What is being asked:
Write every line out verbatim and omit the pictures.

Input for this task:
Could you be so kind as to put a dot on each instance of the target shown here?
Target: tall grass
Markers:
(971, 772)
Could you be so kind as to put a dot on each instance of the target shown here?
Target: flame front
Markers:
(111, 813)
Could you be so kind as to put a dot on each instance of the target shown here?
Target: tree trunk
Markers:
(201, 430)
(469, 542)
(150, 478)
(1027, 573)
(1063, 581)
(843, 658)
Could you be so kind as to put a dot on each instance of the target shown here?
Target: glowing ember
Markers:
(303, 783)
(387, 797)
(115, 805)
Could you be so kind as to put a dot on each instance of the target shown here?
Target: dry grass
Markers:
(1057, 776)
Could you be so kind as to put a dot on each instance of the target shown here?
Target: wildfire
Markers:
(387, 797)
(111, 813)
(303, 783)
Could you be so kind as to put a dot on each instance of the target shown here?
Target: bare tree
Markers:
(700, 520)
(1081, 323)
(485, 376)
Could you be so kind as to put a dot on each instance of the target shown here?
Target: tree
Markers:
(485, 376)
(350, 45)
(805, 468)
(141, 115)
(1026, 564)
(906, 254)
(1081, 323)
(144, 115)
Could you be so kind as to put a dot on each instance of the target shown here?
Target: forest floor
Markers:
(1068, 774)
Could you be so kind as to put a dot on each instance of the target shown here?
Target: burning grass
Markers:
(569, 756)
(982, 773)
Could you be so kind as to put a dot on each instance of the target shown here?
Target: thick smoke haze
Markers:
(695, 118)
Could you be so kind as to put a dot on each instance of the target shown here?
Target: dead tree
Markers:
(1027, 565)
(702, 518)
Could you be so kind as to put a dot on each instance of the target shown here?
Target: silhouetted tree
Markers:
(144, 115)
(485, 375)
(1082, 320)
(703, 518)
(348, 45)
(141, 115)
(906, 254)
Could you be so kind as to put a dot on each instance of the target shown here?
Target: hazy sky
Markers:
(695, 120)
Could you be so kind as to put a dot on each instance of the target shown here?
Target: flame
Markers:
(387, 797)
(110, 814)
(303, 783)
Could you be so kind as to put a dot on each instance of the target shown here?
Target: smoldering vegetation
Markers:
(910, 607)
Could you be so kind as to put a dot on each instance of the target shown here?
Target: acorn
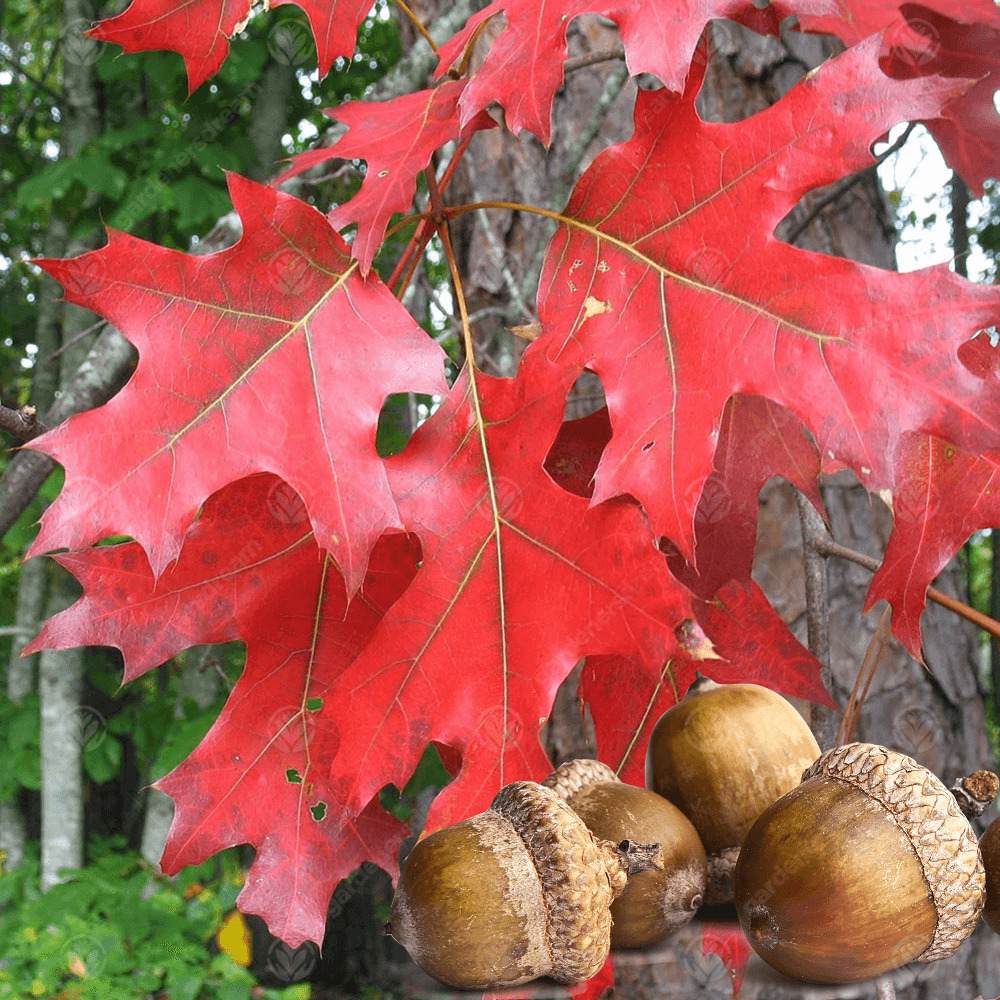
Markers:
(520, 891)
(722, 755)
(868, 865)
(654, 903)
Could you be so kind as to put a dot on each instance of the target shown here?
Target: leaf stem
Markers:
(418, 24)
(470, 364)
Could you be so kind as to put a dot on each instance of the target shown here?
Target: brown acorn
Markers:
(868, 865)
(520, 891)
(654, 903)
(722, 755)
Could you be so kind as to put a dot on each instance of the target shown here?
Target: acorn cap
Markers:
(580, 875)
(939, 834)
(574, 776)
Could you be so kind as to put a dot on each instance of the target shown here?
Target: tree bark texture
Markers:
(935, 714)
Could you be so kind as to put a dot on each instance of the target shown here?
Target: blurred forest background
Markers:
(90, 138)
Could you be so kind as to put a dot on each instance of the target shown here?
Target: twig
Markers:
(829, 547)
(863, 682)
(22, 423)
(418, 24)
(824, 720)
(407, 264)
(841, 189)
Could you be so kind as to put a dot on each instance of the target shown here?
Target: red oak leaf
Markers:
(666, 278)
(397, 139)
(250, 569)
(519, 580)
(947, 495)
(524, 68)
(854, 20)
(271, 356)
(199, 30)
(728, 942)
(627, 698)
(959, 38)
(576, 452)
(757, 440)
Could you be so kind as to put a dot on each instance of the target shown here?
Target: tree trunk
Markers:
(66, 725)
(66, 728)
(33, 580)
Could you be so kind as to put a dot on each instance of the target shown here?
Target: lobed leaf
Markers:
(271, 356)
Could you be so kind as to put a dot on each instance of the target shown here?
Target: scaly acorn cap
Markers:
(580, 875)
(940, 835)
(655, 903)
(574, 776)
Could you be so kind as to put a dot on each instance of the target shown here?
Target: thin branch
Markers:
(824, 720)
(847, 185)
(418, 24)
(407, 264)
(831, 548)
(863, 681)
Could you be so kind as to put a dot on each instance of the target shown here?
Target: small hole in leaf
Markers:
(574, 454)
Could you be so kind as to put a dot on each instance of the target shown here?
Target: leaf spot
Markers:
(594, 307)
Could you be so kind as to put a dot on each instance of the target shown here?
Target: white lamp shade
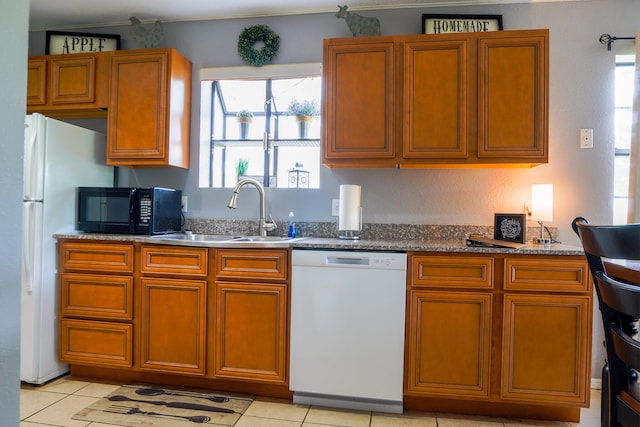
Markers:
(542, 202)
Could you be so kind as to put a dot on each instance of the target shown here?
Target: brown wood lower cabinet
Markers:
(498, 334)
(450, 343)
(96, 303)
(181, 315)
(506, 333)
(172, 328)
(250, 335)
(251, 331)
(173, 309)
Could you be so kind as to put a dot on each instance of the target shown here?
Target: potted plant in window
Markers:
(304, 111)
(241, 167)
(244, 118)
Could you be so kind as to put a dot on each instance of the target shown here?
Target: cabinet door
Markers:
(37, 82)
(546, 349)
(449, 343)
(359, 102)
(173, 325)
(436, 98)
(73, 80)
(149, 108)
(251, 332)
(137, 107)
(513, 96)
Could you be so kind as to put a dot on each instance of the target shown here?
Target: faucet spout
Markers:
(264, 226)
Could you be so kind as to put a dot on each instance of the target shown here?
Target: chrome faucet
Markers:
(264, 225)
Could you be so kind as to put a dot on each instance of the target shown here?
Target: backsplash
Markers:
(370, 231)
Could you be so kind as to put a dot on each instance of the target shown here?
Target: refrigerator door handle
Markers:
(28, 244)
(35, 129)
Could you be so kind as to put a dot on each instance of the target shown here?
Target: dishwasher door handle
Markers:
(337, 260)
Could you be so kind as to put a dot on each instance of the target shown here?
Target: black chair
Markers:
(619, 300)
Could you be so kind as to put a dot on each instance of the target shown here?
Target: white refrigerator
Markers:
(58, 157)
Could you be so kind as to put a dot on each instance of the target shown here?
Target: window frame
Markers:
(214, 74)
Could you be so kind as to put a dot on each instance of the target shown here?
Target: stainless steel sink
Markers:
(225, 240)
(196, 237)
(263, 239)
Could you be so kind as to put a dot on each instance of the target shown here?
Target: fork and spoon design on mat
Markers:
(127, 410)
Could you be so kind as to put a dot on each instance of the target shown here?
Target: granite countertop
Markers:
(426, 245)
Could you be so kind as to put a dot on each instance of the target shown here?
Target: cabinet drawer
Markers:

Task solution:
Could you be so kind as to put a dot on each instance of the target shown here?
Target: tall grass
Markers:
(971, 772)
Could you be so kind as to put a dot on each instance of the target shown here?
Target: flame front
Markers:
(111, 813)
Could you be so kind as to put a dot on each instance of the target shown here?
Target: tree trunk
Markers:
(201, 430)
(469, 542)
(150, 478)
(1027, 573)
(1063, 581)
(843, 658)
Could you be so kind as to put a dot on each instance of the target shown here?
Target: glowing ember
Markers:
(303, 783)
(387, 797)
(115, 805)
Could you be so kind as to put a dot on each instance of the target shown here?
Target: dry grass
Markers:
(1057, 776)
Could you be so kind as to put a dot on each instance of the target shown here?
Target: wildfire
Markers:
(387, 797)
(111, 813)
(303, 783)
Could you be so kind as to put a dot on each instance of the target shown here?
Target: bare tree
Markers:
(700, 520)
(1081, 323)
(485, 376)
Could you be so kind as to put a dot on each instance of the target shown here?
Target: tree
Markers:
(485, 376)
(350, 45)
(805, 468)
(141, 115)
(1026, 564)
(906, 254)
(1081, 323)
(144, 115)
Could you be so kind as to put a dot on each instance of the target shown here?
Target: forest floor
Markers:
(1068, 774)
Could you be so kind as to put a dot on each instance of the target shown here?
Target: burning grass
Markers:
(569, 756)
(982, 773)
Could you be so kind as to put a dot on each instance of the target shown here?
Target: thick smoke haze
Markers:
(695, 118)
Could you be so kind as to put a dot on each instance of the target shown here?
Target: dead tree
Markers:
(1027, 565)
(702, 518)
Could you be so kind as to put a dot on each instance of the target shown here?
Target: silhouetted tree
Markers:
(144, 115)
(485, 375)
(1082, 320)
(703, 518)
(348, 45)
(141, 115)
(906, 254)
Could you be so kind as to put a dot on each instance of the target shown here?
Target: hazy sky
Markers:
(695, 120)
Could you be so kind as to put a dot on each instance of the target shown here?
Target: flame
Markers:
(387, 797)
(110, 814)
(303, 783)
Could you be so kind as to put a dot on each instance of the target shown here?
Target: smoldering vegetation
Markers:
(910, 607)
Could you be so kind as to put a dot on each instance of the target shown here?
Target: acorn
Markers:
(520, 891)
(722, 755)
(868, 865)
(654, 903)
Could you be so kind as to put a dot on each instance of the target shown here?
Target: leaf stem
Markers:
(418, 24)
(470, 364)
Could you be so kind as to put a dot on each instance of the target shown here?
Target: brown acorn
Markers:
(868, 865)
(520, 891)
(654, 903)
(722, 755)
Could you be so kind as to put a dot on each instance of the target shown here?
Target: acorn cap
Markers:
(580, 875)
(939, 834)
(574, 776)
Could you be so kind as to put a dot on each instance of the target shown here?
Target: tree bark texture
Markers:
(935, 714)
Could you be so kind as to put a dot on each instance of the target shown here?
Target: blurred forest background
Markers:
(90, 138)
Could you be so kind as to put a dot on each instance of the target shown here?
Target: twig
Markers:
(829, 547)
(863, 682)
(22, 423)
(418, 24)
(824, 720)
(407, 264)
(841, 189)
Could you be so kind as to put a dot on each instance of the target shown here?
Target: red oak leaf
Markers:
(666, 278)
(397, 139)
(250, 569)
(519, 580)
(947, 495)
(524, 68)
(854, 20)
(271, 356)
(199, 30)
(728, 942)
(627, 698)
(959, 38)
(576, 452)
(757, 440)
Could you be so kind as to put a dot on each instance of the target shown here?
Target: tree trunk
Markers:
(66, 725)
(66, 728)
(33, 580)
Could you be so kind as to put a dot on each instance of the target shown here?
Target: lobed leaf
Markers:
(271, 356)
Could you be so kind as to put a dot on each instance of the target shown here?
Target: scaly acorn cap
Markers:
(580, 875)
(940, 835)
(655, 903)
(574, 776)
Could you be so kind as to put a dot on each instance of the target shown here?
Target: thin branch
Markers:
(824, 720)
(847, 185)
(418, 24)
(407, 264)
(831, 548)
(863, 681)
Could you be so kind as to put a dot on each instance of the target shown here?
Target: small hole in leaf
Markers:
(574, 454)
Could you be so kind as to put a dot on each instance of the target shown here?
Target: leaf spot
Markers:
(594, 307)
Could you be so kind as to put a dot on each instance of the target shown here?
Target: white lamp shade
Markers:
(542, 202)
Could you be so kind as to put a dot on each instance of the target shown here?
Target: brown wood lower cabinet
Markers:
(498, 334)
(450, 343)
(96, 303)
(181, 315)
(506, 333)
(172, 328)
(250, 335)
(251, 331)
(173, 309)
Could you be so kind as to put a dot on each instance of the target shown here?
Target: potted plant in window
Markers:
(304, 111)
(241, 167)
(244, 118)
Could you be so kind as to put a dot on each instance of the target shown here?
Target: cabinet door
Markers:
(37, 82)
(546, 349)
(449, 343)
(359, 102)
(173, 325)
(436, 98)
(73, 80)
(149, 108)
(251, 332)
(137, 107)
(513, 96)
Could you be so kind as to put a dot on each instance of the target shown here?
Target: faucet spout
Markers:
(264, 226)
Could you be so kind as to put a dot on each instance of the target shown here?
Target: chrome faucet
Markers:
(264, 225)
Could you be so kind as to put a dot on each instance of the target shown here?
Target: backsplash
Markers:
(370, 231)
Could you be so kind as to put a dot on each instance of the target shown here?
Target: refrigerator door handle
Markers:
(28, 244)
(35, 129)
Could you be so kind as to put a dot on each instance of the target shown here?
Target: dishwasher door handle
Markers:
(337, 260)
Could you be so kind as to put a dot on each instance of the target shown here?
Target: black chair
Markers:
(619, 300)
Could you be so kind as to put a dot on each instance of the target shown here?
Target: white refrigerator
Markers:
(58, 157)
Could you be so kind as to put a dot on each instance of the target shown here?
Target: window frame
Markers:
(214, 74)
Could you be so kind as to put a dot on each instance of the target shown here?
Target: stainless steel sink
Markers:
(225, 240)
(196, 237)
(263, 239)
Could you be so kind as to put a dot on each instance of the target shown here?
Target: fork and spoon design on mat
Markers:
(127, 410)
Could you be so kind as to put a dot on each instance of the target shown here?
Target: granite countertop
Markers:
(426, 245)
Could you be so kind as to put a dot on each instance of the target shown here?
Target: cabinet drawer
Markers:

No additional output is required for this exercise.